* **Stated task**
Give the stretch of the records that opens with the line containing "indicate the woman's bare" and closes with the line containing "column 120, row 330" as a numbered list, both of those lines included. Leave out any blank lines.

======== Records supplied ========

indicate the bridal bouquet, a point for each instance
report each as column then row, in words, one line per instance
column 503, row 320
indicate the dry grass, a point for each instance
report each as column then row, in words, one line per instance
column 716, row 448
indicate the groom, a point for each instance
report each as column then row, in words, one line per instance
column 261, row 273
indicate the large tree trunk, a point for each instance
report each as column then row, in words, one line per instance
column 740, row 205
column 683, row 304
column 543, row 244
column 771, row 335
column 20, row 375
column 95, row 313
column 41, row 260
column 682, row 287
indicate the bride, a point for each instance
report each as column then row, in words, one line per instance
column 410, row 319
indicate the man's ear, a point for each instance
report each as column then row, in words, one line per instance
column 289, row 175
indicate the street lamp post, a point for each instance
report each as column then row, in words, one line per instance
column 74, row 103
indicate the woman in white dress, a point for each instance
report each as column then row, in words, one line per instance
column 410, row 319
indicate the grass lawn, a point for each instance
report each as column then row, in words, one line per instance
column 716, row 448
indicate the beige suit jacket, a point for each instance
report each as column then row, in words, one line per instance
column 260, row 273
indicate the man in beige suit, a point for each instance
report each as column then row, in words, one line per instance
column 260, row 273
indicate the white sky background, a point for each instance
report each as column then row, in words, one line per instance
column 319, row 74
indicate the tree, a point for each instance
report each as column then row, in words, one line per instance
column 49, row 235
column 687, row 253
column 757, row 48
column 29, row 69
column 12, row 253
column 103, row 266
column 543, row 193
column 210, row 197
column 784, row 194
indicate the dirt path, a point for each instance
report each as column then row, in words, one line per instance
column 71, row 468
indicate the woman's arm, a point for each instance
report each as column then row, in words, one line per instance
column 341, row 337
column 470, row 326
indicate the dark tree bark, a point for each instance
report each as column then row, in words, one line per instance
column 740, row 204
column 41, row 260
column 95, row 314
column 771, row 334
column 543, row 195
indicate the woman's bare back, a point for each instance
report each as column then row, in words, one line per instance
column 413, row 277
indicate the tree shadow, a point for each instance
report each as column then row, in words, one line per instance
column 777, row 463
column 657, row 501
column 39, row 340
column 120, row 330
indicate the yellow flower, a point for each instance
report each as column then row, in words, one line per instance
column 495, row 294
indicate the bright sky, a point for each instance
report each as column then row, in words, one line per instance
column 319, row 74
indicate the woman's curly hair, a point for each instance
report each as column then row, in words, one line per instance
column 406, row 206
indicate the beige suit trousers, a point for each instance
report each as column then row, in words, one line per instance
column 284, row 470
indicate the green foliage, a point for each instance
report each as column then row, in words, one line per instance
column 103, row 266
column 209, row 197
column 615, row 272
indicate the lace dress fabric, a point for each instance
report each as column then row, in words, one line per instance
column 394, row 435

========

* **Written solution**
1. indicate the woman's bare back, a point for each instance
2. report each as column then row, in words, one line per instance
3. column 413, row 277
4. indicate the tree shadow, a point for each instance
5. report each as column then row, in words, one line per instance
6. column 777, row 463
7. column 657, row 501
8. column 39, row 340
9. column 120, row 330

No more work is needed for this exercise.